### Assignment
Word for word, restate all of the records.
>>>
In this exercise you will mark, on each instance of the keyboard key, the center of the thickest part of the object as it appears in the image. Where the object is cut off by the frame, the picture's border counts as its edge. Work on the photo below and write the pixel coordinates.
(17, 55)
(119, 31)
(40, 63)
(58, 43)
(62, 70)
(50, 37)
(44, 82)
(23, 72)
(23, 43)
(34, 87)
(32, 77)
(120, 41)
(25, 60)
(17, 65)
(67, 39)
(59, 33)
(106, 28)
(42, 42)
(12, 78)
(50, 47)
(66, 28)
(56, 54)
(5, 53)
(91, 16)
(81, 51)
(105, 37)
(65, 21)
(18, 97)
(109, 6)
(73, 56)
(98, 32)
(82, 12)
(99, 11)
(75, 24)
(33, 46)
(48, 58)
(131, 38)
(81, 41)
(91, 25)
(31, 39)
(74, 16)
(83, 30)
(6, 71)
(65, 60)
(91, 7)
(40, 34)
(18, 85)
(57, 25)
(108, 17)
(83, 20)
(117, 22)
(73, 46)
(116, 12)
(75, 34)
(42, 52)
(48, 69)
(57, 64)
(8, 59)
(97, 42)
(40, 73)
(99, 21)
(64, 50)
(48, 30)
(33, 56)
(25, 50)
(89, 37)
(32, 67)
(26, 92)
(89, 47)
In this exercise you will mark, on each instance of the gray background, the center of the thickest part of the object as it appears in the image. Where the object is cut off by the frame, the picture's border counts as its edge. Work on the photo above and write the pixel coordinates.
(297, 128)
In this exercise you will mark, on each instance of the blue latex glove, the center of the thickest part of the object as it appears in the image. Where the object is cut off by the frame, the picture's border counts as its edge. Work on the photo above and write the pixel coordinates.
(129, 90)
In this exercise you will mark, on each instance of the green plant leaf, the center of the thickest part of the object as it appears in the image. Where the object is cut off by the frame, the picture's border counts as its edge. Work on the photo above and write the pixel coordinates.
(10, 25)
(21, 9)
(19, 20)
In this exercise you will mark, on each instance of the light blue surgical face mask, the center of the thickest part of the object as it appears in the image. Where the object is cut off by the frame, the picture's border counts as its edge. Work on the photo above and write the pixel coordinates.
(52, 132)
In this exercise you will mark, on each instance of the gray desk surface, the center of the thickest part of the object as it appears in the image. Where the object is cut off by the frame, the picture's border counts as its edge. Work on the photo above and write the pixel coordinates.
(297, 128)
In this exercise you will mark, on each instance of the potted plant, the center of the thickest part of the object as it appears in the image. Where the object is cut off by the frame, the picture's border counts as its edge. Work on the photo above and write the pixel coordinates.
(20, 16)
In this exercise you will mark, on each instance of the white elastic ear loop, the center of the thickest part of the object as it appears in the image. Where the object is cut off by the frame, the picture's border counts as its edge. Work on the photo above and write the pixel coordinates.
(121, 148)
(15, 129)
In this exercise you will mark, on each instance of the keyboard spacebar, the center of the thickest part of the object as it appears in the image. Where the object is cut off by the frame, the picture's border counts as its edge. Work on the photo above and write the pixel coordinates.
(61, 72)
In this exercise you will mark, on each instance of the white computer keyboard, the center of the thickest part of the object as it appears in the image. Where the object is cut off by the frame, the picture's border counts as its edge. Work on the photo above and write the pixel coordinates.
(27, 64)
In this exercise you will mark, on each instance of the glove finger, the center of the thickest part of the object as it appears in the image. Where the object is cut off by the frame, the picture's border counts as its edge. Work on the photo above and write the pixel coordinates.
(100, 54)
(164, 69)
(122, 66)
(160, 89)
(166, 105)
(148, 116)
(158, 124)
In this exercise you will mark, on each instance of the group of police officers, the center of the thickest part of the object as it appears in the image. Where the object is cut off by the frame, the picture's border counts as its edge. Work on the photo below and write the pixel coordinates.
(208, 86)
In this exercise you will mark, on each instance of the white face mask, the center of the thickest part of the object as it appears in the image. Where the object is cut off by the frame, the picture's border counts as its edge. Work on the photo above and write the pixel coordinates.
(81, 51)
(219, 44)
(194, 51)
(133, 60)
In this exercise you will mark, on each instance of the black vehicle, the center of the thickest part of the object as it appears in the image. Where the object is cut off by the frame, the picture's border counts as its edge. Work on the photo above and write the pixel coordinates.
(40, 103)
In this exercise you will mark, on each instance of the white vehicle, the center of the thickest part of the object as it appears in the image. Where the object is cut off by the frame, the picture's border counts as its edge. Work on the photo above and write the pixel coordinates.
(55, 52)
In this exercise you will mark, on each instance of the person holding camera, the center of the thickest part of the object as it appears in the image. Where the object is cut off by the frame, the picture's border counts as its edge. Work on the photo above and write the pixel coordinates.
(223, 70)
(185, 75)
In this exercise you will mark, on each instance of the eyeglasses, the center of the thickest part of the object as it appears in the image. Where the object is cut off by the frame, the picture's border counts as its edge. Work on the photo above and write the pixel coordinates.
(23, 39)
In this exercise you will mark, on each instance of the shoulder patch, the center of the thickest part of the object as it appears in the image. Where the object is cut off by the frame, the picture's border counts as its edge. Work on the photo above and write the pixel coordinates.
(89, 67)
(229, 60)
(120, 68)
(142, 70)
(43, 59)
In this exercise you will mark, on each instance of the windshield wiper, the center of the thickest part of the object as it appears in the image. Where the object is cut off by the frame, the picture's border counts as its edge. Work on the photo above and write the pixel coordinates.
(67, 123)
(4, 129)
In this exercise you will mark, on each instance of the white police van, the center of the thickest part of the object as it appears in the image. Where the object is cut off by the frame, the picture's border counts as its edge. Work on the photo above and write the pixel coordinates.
<<<
### Response to the exercise
In this exercise you will mark, on each instance of the keyboard key, the center of the thickest part of the object as it appears in the image. Where the object is cut off by the frame, the picture's border counts as its edge. Work on the photo below and write the pixel coordinates.
(17, 55)
(119, 31)
(40, 63)
(58, 43)
(62, 70)
(50, 37)
(44, 82)
(23, 72)
(23, 43)
(34, 87)
(32, 77)
(120, 41)
(25, 60)
(17, 65)
(67, 39)
(59, 33)
(106, 28)
(42, 42)
(12, 78)
(50, 47)
(66, 28)
(56, 54)
(5, 53)
(91, 16)
(81, 51)
(105, 37)
(65, 21)
(18, 97)
(109, 6)
(73, 56)
(98, 32)
(82, 12)
(99, 11)
(75, 24)
(33, 46)
(48, 58)
(131, 38)
(81, 41)
(91, 25)
(31, 39)
(74, 16)
(83, 30)
(6, 71)
(65, 60)
(91, 7)
(40, 34)
(18, 85)
(57, 25)
(108, 17)
(83, 20)
(117, 22)
(73, 46)
(116, 12)
(75, 34)
(42, 52)
(48, 69)
(57, 64)
(8, 59)
(97, 42)
(40, 73)
(99, 21)
(64, 50)
(48, 30)
(33, 56)
(25, 50)
(89, 37)
(32, 67)
(26, 92)
(89, 47)
In this exercise you will mark, on each instance of the gray background, the center of the thickest part of the object as it appears in the image. Where the object is cut off by the frame, the picture's border counts as its edge. Work on the photo above and write the pixel coordinates.
(297, 128)
In this exercise you will mark, on each instance of the blue latex glove, the center of the thickest part of the object as it appears in the image. Where the object is cut off by the frame, the picture's border counts as its edge. Work on the photo above and write the pixel coordinates.
(129, 90)
In this exercise you will mark, on each instance of the green plant leaf, the center of the thickest part of the object as it appears in the image. Where the object is cut off by the frame, the picture's border counts as its edge. Work on the photo above and write the pixel coordinates.
(10, 25)
(21, 9)
(19, 20)
In this exercise you will mark, on each instance of the light blue surgical face mask, the center of the thickest part of the object as it appears in the image. Where the object is cut off by the frame, the picture's border counts as its edge. Work on the photo above and write the pixel coordinates.
(52, 132)
In this exercise you will mark, on each instance of the gray desk surface, the center of the thickest part of the object as it appears in the image. Where the object is cut off by the frame, the picture's border counts as its edge. Work on the photo above and write the pixel coordinates.
(297, 128)
In this exercise you will mark, on each instance of the potted plant, the center of the thickest part of the object as it appears in the image. Where the object is cut off by the frame, the picture's border counts as its edge. Work on the photo above and write the pixel coordinates.
(20, 16)
In this exercise you will mark, on each instance of the white elastic ear loop, the center of the thickest part of the object as it appears in the image. Where the object is cut off by the frame, the picture's border counts as its edge. Work on the photo above and write the pixel coordinates.
(121, 148)
(15, 129)
In this exercise you will mark, on each instance of the keyboard spacebar, the center of the thickest part of the object as it appears in the image. Where the object is cut off by the frame, the picture's border counts as its edge. Work on the photo above and write the pixel coordinates.
(61, 72)
In this exercise you will mark, on each instance of the white computer keyboard, the center of the thickest part of the object as it appears in the image. Where the object is cut off by the frame, the picture's border counts as its edge. Work on the photo above and write the pixel coordinates.
(27, 64)
In this exercise you will mark, on each instance of the glove finger, the center of the thickest part of the object as it appears in the image. Where the object is cut off by the frame, the picture's border counts as its edge. Work on the photo above and write the pixel coordinates.
(100, 54)
(164, 69)
(122, 66)
(160, 89)
(166, 105)
(148, 116)
(158, 124)
In this exercise you will mark, on each instance of the group of police officers, the center of the thickest part of the object as it appears in the image. Where the object is cut off by the frame, the picture's border counts as its edge. Work on the photo below and write the pixel coordinates.
(208, 86)
In this exercise you will mark, on each instance of the white face mask, the center of the thickest part of the object as it appears in the image. Where the object is cut off by the frame, the picture's border counts as its edge. Work on the photo above and write the pixel coordinates.
(81, 51)
(219, 44)
(194, 51)
(133, 60)
In this exercise you will mark, on each instance of the black vehicle, the center of the thickest part of the object as it appears in the image. Where the object is cut off by the frame, the picture's border counts as its edge. Work on the photo above and write the pixel coordinates.
(40, 103)
In this exercise you will mark, on each instance of the white vehicle, the center of the thickest part of the object as it appears in the image. Where the object is cut off by the frame, the picture's border counts as its edge. Work on the photo above and write the pixel coordinates.
(55, 52)
In this exercise you will mark, on each instance of the person holding camera, the center of the thickest part of the object as it appears in the image. Where the object is cut off by the frame, the picture's border counts as its edge. Work on the photo above and write the pixel coordinates.
(223, 70)
(185, 75)
In this exercise you will mark, on each instance of the eyeglasses, the center of the thickest part of the object as it appears in the image. Where the object is cut off by the frame, the picture's border counts as its edge. Work on the photo above and write the pixel coordinates.
(23, 39)
In this exercise you will mark, on each instance of the shoulder patch, the center of the thickest part of the object as it appears in the image. Where the object is cut off by the frame, the picture's border counts as its edge. Work on the photo above and write the pixel coordinates.
(89, 67)
(229, 60)
(120, 68)
(142, 70)
(43, 59)
In this exercise you will mark, on each instance of the windshield wiper, the center of the thickest part of the object as it appears in the image. Where the object is cut off by the frame, the picture's border counts as its edge. Work on the photo above and write the pixel coordinates.
(67, 123)
(4, 129)
In this exercise you will mark, on each instance of the white police van, the center of the thickest part of the object as it appears in the image. Where the object is cut off by the frame, the picture's border counts as its edge. Work on the photo above and write the pixel coordinates.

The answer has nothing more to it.